EXERCISE SET
A: Which durations given in weeks does the paternity leave text state? List each with what it refers to.
B: In the paternity leave text, rewrite the paragraph beginning "To qualify for ordinary paternity leave" more briefly, keeping its main facts.
C: Continue the paternity leave text from its last sentence.

DOCUMENT PASSAGE
__________

The impending arrival of a child is one of the most exciting times of your life, and one where the world seems to fly by in a haze. But it can also be one of the most financially stressful and confusing times, when mum and dad talk about when one or both should return to work – and the entitlements are changing next year.
Here are 10 things you need to know about paternity leave – to find out more click here.
To qualify for ordinary paternity leave you must have been with your employer for at least 26 weeks by the end of the 15th week before the start of the week when the baby is due, or the end of the week when you are informed you’ve been matched with a child for adoption.
Before the baby arrives you may take unpaid leave to accompany a pregnant woman to two antenatal appointments providing you are the father or long term partner of the mother.
The mother is still entitled to 52 weeks’ maternity leave providing she is an employee. Of the 52, 39 will be paid. She must take at least two weeks maternity leave following the birth by law.

__________

RECORD SET
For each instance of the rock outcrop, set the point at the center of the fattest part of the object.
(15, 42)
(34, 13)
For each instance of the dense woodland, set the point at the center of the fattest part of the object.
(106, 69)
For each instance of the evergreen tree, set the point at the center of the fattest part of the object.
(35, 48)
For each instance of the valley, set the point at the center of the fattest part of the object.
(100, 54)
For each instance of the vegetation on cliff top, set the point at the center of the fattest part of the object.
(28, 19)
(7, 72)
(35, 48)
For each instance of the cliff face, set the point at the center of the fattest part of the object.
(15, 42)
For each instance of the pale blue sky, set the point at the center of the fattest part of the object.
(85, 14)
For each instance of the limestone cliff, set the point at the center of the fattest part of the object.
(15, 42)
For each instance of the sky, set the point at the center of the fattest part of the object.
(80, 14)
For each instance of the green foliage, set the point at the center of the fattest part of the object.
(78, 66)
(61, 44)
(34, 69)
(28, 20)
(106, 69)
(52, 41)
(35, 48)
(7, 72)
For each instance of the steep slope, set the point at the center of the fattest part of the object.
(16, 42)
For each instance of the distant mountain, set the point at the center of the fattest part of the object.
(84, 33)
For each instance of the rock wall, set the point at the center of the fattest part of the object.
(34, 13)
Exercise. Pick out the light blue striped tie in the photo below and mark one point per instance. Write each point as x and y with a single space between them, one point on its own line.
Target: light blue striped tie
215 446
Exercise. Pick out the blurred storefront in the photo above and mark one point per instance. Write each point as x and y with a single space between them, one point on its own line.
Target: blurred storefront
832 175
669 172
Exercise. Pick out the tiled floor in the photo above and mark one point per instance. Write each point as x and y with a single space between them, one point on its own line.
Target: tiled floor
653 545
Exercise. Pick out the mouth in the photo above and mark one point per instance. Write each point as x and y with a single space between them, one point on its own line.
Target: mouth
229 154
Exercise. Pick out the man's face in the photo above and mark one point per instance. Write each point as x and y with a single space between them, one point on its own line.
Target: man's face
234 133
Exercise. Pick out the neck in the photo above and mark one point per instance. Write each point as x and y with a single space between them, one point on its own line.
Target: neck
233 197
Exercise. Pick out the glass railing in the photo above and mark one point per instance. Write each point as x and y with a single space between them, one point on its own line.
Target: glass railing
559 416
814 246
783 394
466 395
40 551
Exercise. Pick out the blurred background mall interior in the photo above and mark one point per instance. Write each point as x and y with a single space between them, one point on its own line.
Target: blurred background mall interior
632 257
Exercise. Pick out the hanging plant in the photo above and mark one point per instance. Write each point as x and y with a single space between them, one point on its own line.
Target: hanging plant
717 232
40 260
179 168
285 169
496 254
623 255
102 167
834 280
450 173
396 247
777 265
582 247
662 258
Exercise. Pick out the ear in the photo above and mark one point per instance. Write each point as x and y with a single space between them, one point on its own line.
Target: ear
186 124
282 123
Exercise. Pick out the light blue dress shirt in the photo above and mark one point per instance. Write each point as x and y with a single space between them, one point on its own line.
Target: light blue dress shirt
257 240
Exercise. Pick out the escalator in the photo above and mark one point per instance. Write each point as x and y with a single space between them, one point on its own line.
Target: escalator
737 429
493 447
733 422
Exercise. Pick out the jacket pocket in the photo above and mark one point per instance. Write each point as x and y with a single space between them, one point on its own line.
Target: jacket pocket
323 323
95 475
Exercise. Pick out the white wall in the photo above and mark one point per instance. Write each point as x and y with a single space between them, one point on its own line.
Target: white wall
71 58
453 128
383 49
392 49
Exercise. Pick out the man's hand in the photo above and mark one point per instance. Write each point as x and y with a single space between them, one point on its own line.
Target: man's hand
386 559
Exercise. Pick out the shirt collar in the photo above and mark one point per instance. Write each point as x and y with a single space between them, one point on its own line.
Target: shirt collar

__________

ANSWERS PER TASK
A:
- 26 weeks: the minimum time with an employer to qualify for ordinary paternity leave
- 52 weeks: the maternity leave the mother is entitled to as an employee
- 39 weeks: the paid portion of those 52 weeks
- Two weeks: the minimum maternity leave the mother must take after the birth

B: Ordinary paternity leave requires at least 26 weeks with your employer by the end of the 15th week before the week the baby is due, or by the end of the week you learn you've been matched with a child for adoption.

C:
The father is still entitled to two weeks’ paternity leave. While on paternity leave your basic employee rights remain, such as the possibility of pay rises and a build-up of holiday. Paternity leave must be taken in week blocks.
In 2011 Additional Parental Leave (APL) was introduced, which entitles the parents to share the mother’s maternity leave of a year, although the dad has to wait for 20 weeks after the birth to take leave, and only has a maximum of 26 weeks, in a single block.
The laws will change from December 1 if your child is due (or if you adopt a child) on or after April 5, 2015, with the introduction of Shared Parental Leave (SPL). Providing various criteria are met by both parents, which you can check on the Gov.UK website, the two parents will be able to share time off work.
So for example, if a mother decides to end her maternity leave after 15 weeks it would leave 37 weeks available for SPL. Those 37 weeks could be split between both parents, or the unused allowance could go completely to the father (or same-sex parent).
As the name suggests the SPL leave is shared between the two, but with much more flexibility than APL. With SPL, providing warning is given by the mother as to the date when she will give up maternity leave (and therefore start the ‘shared period’), and providing the father has given his employers at least eight weeks’ notice of that date, then there is much more choice and opportunity for both parents to take the shared leave they want.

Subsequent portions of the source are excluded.